WRITTEN EXERCISE: Recast the items below as a two-column CSV with the headers item_text and item_answer, covering only the stretch from the line containing "point: shaded garden" through the line containing "column 19, row 45". Give one row per item, with its text and its answer each in a single quoted field and every line break turned into a space.

THE INPUT:
*-*-*
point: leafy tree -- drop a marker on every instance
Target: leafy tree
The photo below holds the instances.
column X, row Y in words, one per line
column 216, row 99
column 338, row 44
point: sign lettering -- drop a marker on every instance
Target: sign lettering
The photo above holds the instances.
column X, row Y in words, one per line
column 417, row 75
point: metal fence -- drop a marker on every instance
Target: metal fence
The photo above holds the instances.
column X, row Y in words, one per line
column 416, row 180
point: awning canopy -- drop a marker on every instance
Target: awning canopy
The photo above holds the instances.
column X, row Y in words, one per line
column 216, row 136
*-*-*
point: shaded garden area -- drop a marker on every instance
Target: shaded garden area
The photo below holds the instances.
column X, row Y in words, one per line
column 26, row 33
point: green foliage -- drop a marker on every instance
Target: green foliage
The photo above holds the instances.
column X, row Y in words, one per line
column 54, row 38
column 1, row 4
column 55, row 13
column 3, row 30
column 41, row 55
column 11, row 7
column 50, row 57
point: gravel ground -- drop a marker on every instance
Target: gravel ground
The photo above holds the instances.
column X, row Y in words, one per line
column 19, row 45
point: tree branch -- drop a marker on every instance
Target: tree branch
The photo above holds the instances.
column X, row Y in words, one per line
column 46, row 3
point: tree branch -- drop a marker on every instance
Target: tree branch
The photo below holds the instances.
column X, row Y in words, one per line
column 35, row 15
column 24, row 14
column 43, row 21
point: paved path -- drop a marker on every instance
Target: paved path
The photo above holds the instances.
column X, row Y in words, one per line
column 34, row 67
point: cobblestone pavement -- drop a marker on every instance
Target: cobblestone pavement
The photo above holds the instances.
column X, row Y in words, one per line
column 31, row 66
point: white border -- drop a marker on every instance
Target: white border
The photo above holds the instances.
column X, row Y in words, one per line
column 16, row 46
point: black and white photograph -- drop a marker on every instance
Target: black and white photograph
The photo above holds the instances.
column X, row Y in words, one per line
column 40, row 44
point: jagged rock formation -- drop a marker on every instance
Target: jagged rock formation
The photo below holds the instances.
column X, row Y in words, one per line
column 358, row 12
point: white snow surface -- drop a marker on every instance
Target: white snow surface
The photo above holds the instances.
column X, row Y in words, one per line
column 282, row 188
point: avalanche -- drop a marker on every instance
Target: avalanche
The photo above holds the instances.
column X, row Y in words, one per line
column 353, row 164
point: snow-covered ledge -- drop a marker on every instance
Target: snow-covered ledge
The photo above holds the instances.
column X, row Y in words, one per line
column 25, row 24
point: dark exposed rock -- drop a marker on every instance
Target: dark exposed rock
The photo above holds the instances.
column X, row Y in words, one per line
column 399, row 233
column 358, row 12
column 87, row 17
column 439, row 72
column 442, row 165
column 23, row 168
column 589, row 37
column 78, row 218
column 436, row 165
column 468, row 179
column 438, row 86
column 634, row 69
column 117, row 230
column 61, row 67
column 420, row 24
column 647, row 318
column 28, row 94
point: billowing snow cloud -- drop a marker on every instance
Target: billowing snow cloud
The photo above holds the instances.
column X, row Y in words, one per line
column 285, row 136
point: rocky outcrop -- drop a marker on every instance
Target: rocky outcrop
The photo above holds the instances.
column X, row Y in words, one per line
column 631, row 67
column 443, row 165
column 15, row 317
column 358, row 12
*-*-*
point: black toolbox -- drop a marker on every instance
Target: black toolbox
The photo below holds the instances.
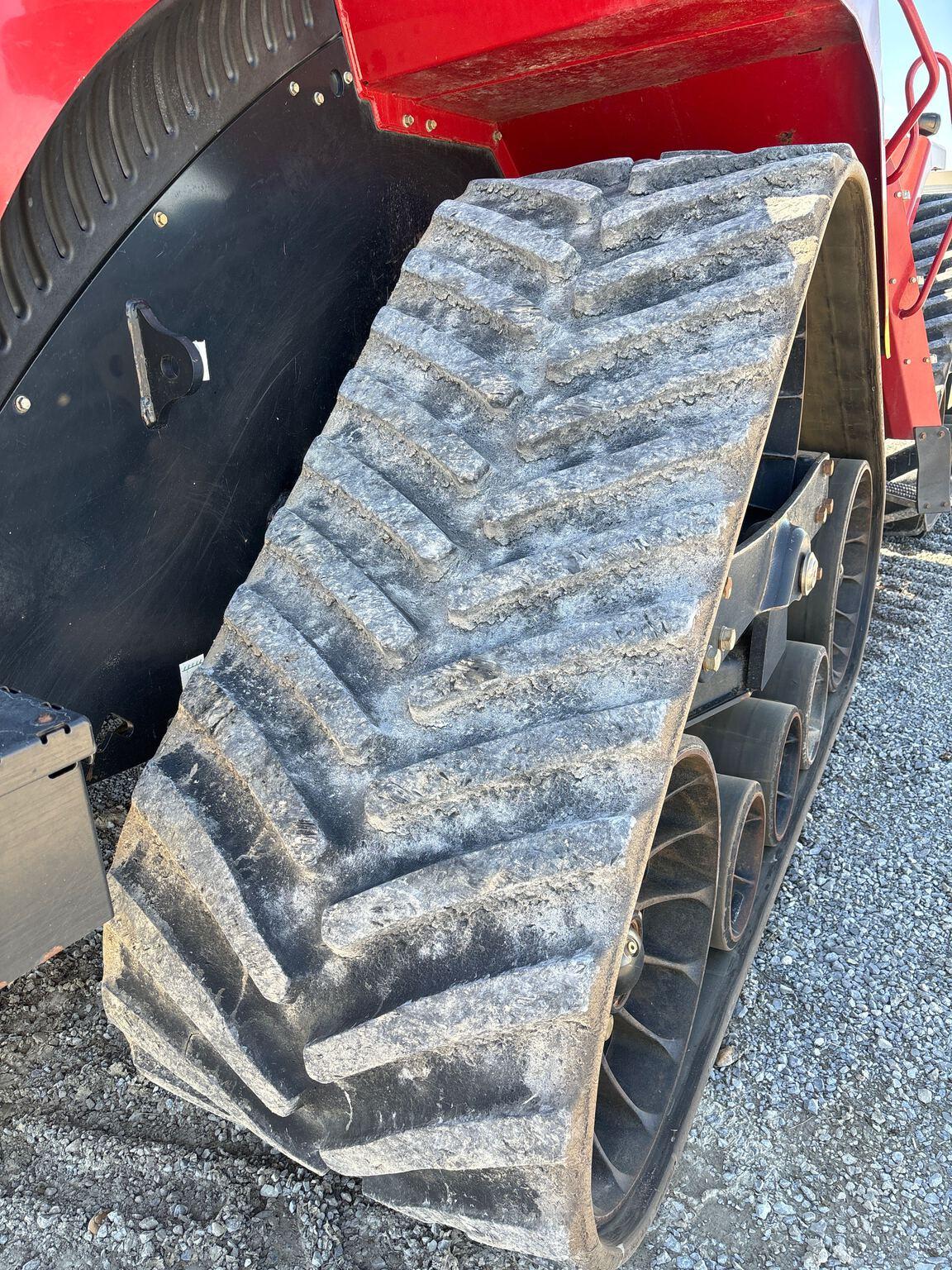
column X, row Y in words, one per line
*-*-*
ANSWER TO THIS PROBLEM:
item_text,item_answer
"point: shaded garden area -- drop a marker on every instance Target: shaded garden area The photo below holds the instances. column X, row Y in words, one per line","column 26, row 33"
"point: green foliage -- drop a marker on every instance Target: green foliage The photo above holds the instances. column X, row Y in words, one per line","column 54, row 38 column 1, row 4 column 55, row 13 column 3, row 30 column 41, row 55 column 11, row 7 column 50, row 57"
"point: gravel ground -- drop a marker on every instance Target: gravel ground The photo above holds the instances. column X, row Y in words, one per line","column 19, row 45"